[Records from a collection]

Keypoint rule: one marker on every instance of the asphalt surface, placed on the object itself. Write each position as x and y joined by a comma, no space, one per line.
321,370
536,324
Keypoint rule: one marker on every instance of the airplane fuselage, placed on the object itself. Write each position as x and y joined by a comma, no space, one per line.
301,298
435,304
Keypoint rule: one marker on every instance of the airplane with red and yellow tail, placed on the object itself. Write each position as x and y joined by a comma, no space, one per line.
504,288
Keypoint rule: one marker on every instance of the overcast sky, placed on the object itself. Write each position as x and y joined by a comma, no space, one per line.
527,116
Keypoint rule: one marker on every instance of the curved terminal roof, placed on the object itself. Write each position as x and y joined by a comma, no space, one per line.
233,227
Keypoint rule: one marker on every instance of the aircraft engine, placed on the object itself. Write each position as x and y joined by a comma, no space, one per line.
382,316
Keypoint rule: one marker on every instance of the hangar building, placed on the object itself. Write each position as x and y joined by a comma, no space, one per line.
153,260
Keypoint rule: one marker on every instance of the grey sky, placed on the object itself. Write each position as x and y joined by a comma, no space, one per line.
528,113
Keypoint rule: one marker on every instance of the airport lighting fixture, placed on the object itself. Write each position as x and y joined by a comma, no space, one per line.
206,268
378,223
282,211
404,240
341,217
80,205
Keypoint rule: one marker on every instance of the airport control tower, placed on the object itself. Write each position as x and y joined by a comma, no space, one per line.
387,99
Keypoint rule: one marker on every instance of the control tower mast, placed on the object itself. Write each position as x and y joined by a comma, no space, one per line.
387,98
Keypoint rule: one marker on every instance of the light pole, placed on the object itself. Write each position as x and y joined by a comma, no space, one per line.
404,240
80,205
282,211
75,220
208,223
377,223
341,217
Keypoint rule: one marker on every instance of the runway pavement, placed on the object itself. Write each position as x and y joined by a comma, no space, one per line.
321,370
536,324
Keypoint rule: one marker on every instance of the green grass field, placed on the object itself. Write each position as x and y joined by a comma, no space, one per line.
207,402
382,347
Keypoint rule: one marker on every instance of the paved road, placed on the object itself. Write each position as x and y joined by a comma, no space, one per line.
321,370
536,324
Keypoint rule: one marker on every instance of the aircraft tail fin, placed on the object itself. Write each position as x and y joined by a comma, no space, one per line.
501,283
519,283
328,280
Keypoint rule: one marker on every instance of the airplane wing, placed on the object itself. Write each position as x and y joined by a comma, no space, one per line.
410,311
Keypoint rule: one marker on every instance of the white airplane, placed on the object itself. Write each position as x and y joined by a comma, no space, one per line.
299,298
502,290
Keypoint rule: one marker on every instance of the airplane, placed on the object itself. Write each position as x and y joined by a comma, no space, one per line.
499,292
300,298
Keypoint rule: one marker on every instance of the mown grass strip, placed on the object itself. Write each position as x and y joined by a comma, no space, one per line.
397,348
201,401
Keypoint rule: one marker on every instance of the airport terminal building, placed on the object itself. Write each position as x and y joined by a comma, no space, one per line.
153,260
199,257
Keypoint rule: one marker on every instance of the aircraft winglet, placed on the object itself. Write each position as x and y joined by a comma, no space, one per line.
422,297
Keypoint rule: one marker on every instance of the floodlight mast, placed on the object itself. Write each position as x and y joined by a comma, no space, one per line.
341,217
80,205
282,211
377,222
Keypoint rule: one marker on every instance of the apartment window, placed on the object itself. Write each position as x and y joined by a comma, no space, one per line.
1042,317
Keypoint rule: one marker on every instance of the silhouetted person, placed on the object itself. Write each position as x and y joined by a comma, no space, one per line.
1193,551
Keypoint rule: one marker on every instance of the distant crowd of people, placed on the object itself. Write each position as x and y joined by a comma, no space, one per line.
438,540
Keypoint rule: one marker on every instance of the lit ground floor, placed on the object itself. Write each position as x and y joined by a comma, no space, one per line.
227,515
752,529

ACTIVITY: Every line from the one containing "Keypoint rule: one marker on every instance of the distant" through the last line of the entries should be output exactly; nothing else belongs in the reply.

YOUR RESPONSE:
Keypoint rule: one marker on every instance of the distant crowd of people, placed on the object itself. Write each position as x and y joined by a comma, no space, one per line.
438,540
Keypoint rule: one marker on every instance of the lit ground floor, placed on the object itself. Write each position as x and y joined by a comma, no space, one per line.
227,515
752,529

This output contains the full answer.